### DATASET CONTENT:
>> BEGIN

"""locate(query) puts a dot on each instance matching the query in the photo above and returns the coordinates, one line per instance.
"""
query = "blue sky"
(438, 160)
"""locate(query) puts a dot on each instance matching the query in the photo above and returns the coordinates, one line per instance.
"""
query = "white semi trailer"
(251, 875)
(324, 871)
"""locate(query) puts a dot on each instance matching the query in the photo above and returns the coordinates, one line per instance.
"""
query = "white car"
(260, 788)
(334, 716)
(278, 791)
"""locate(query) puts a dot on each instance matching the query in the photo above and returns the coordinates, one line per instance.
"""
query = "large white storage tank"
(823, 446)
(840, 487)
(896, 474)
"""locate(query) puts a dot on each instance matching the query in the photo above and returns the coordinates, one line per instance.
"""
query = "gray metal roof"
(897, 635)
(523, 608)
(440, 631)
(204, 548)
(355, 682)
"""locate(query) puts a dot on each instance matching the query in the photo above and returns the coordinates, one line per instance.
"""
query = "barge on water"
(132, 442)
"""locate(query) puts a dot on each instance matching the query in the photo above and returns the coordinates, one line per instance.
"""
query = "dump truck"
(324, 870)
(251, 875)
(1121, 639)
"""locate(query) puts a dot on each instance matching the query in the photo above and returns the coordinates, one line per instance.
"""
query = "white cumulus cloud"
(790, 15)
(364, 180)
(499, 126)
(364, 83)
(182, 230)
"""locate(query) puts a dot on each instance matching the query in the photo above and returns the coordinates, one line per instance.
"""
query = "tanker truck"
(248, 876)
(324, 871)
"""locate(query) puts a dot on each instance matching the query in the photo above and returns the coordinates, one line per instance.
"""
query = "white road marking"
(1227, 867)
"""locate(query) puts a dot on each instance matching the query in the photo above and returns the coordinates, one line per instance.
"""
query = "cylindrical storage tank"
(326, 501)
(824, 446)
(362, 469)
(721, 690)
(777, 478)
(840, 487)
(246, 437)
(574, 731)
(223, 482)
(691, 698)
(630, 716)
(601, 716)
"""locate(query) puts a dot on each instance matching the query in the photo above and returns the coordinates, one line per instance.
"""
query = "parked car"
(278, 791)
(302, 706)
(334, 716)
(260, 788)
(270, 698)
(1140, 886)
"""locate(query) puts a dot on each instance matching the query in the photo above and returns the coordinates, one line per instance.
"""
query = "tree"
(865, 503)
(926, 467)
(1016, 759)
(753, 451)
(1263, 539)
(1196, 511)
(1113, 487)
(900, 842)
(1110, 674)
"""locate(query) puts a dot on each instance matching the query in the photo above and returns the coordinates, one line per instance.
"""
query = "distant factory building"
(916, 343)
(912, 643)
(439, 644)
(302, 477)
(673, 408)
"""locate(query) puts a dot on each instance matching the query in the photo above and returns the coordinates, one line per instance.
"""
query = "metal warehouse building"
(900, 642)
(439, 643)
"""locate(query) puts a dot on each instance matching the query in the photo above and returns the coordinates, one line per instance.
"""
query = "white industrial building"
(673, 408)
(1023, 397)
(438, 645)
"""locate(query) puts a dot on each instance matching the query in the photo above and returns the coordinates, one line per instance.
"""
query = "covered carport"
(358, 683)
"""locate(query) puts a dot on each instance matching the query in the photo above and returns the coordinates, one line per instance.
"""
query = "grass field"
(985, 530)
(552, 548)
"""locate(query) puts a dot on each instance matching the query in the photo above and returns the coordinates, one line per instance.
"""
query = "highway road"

>> END

Write down all the entries again without a single difference.

"""locate(query) puts a dot on each instance matching the query in the photo above and returns the coordinates, one line per instance.
"""
query = "blue sky"
(438, 160)
"""locate(query) puts a dot on each instance matching the query in the photo above and returns the coordinates, one line per instance.
"""
query = "white semi trailer"
(251, 875)
(324, 871)
"""locate(query) puts a dot on each instance matching the query in the photo above and returns the coordinates, one line per instance.
"""
query = "white car"
(260, 788)
(334, 716)
(278, 791)
"""locate(query) puts a dot on each instance matching the query in the photo above and returns the coordinates, one line per instance.
"""
query = "large white storage tank"
(823, 446)
(840, 487)
(896, 474)
"""locate(query) puts a dot on each instance matching the query in the photo above and returns the coordinates, one line per instance.
"""
query = "gray metal roof"
(897, 635)
(523, 608)
(440, 631)
(204, 548)
(355, 682)
"""locate(query) puts a dot on each instance matching the query in the photo above and returns the coordinates, one line per instance.
"""
query = "barge on water"
(132, 442)
"""locate(query) puts a dot on each instance matching the query in the photo above and returns the coordinates, one line per instance.
"""
query = "dump truck"
(324, 870)
(251, 875)
(1121, 639)
"""locate(query) puts a dot on each instance matching the query in the photo above and returns the coordinates, one line per instance.
"""
query = "white cumulus cloud"
(790, 15)
(364, 180)
(499, 126)
(364, 83)
(182, 230)
"""locate(query) puts a dot on each instance matching the query in the photo above and returns the coordinates, one line per instance.
"""
query = "tanker truck"
(248, 876)
(324, 871)
"""locate(query) puts a dot on each instance matching the query in the photo above and returns the coordinates, one line per instance.
"""
query = "white road marking"
(1227, 867)
"""locate(query) puts a dot on each instance matching the query in the photo above and returns the coordinates, one line per instance.
"""
query = "cylindrical storage tank"
(326, 501)
(824, 446)
(362, 469)
(721, 690)
(777, 478)
(840, 487)
(246, 437)
(574, 731)
(223, 482)
(691, 698)
(630, 716)
(601, 716)
"""locate(query) puts a dot on each instance matching the query in the photo above and returns the coordinates, one line per instance.
"""
query = "parked car"
(278, 791)
(302, 706)
(334, 716)
(260, 788)
(270, 698)
(1140, 886)
"""locate(query) puts a dot on each instance matching the query in the photo above and returns the coordinates, one line per instance.
"""
query = "tree"
(865, 503)
(926, 467)
(1016, 759)
(753, 451)
(1263, 539)
(1196, 511)
(1113, 487)
(900, 842)
(1110, 674)
"""locate(query) puts a dot on each instance matching the query in the photo above and returns the coordinates, one line per instance.
"""
query = "distant factory building"
(916, 343)
(912, 643)
(439, 644)
(302, 477)
(673, 408)
"""locate(query) puts a dot on each instance matching the query in the photo above and returns the coordinates, one line per instance.
"""
query = "metal warehouse building"
(900, 642)
(439, 643)
"""locate(query) puts a dot on each instance matching the query in the photo above and returns the coordinates, one line per instance.
"""
query = "white industrial building"
(673, 408)
(1023, 397)
(438, 645)
"""locate(query) puts a dot on each instance matching the query in the photo above and returns the coordinates, one line per instance.
"""
query = "covered carport"
(358, 683)
"""locate(query) puts a dot on each instance matching the query in the photo above and returns the coordinates, one line per instance.
"""
query = "grass field"
(985, 530)
(552, 548)
"""locate(query) puts a dot on each instance matching the query in the photo above and returns the coordinates, one line per instance.
"""
query = "highway road"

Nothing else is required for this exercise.